-- Start EXCERPT --

In the Colleyville/Southlake/Grapevine market, aesthetics signal quality. The cart is the brand's most visible asset. Investing in a cohesive visual identity pays back immediately in walk-up traffic and social sharing.
Brand Identity
- Name: Make it memorable, easy to spell, and search-friendly. Check Instagram handle availability before finalizing.
- Logo: Hire a designer on Fiverr or 99designs ($50–$300) for a professional result. Avoid AI-generated logos — they look generic.
- Cart wrap/signage: A well-wrapped cart gets photographed and shared on social media constantly. Budget $500–$1,500 for vinyl graphics. This is not a place to cut corners.
- Uniform/apron: Branded apron creates a professional impression and photographs well for social content.
Social Media Strategy
- Instagram: Primary platform for this market. Post the weekly schedule every Monday. Reels of latte art, cart setup, and behind-the-scenes content perform exceptionally well with zero ad spend.
- TikTok: Document the build process and launch. Authenticity > production value on TikTok. A good "day in the life of a coffee cart owner" video can reach thousands locally.
- Facebook: Secondary but useful for community groups — Colleyville/Southlake local Facebook groups are active and receptive to small business promotions.
- Google Business Profile: Free, and lets the cart appear in "coffee near me" searches when operating at a regular location.
Loyalty & Retention
- A digital punch card via Square Loyalty ($45/mo) or a simple physical stamp card builds repeat visits
- Name recall — learn and use regular customers' names and orders. This is the most powerful retention tool available and costs nothing.
- An email or text list for location updates, seasonal specials, and event announcements
With 89 days between now and July 1, the preparation runway is tight but very manageable. The strategy: complete all non-permit steps during April and May, apply to DSHS as soon as the portal opens (~June 1), and be ready to operate on July 2 or 3 at the latest.
Summer in DFW is not dead time for a coffee cart — cold brew, iced lattes, and shaken espresso dominate, and the morning window (6–10am before heat peaks) is highly productive. July also kicks off the second half of the farmers market season, corporate back-to-school events begin in August, and the critical fall peak (Oct–Nov) is only 3 months away. A July 1 opener hits the ground running into the best commercial season of the year.

-- End EXCERPT --

### PROBLEMS
[A] In the coffee cart plan, how much should be budgeted for vinyl graphics on the cart wrap?
[B] Translate this sentence from the coffee cart plan into Spanish: "The cart is the brand's most visible asset."
[C] Pick up the coffee cart plan after its final sentence and carry it forward.
The data that follows has no connection to the coffee cart plan.

-- Start DATASET EXCERPT --

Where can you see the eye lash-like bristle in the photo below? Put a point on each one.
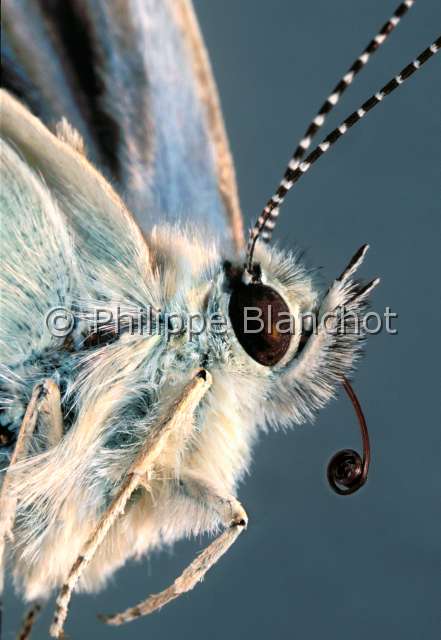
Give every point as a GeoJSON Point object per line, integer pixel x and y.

-- End DATASET EXCERPT --

### ANSWER SET
[A] $500–$1,500.

[B] El carrito es el activo más visible de la marca.

[C]
April — Corporate & Legal Foundation
May — Build, Brand & Pitch
June — Permit, Soft Launch & Finalize
July 1 — Official Launch
Location Is the Business
A mediocre cart in a great location will consistently outsell a great cart in a mediocre one. Invest real time in scouting before committing to recurring spots. Count foot traffic manually during the proposed operating hours. Talk to other vendors about what works.
Consistency Builds Regulars
The most valuable asset of a coffee cart is its regulars — people who show up because they know you'll be there. Show up at the same locations on the same days, every week. Missing a scheduled day breaks trust quickly and is very hard to recover from.
Quality Justifies Premium Pricing
In the Colleyville/Southlake market, customers will readily pay $5.50–$6.50 for a latte — but only if it's clearly better than what they can get at a drive-through. Proper espresso extraction, well-textured milk, and consistent quality are non-negotiable. Use good beans (local DFW roasters like Cultivar, Avoca, or White Rock are good options).
Track Everything from Day One
Square's reporting is free and powerful. Know: which locations produce the highest revenue per hour, which drinks have the highest ticket, which days outperform, and what the break-even volume is for each spot. This data drives every future location and menu decision.
Keep Overhead Lean
The structural advantage of a cart over a café is low fixed costs. Resist the urge to over-invest early. Prove revenue at one or two spots before buying a second cart or hiring staff. Upgrade the espresso machine when revenue supports it, not before.
Build the Event Pipeline Early
Private events and corporate catering carry the highest margins (60–80%) and the most predictable revenue. Start building relationships with event planners, real estate agents, and corporate admins from month one. These bookings don't come in organically — they require direct outreach and relationship maintenance.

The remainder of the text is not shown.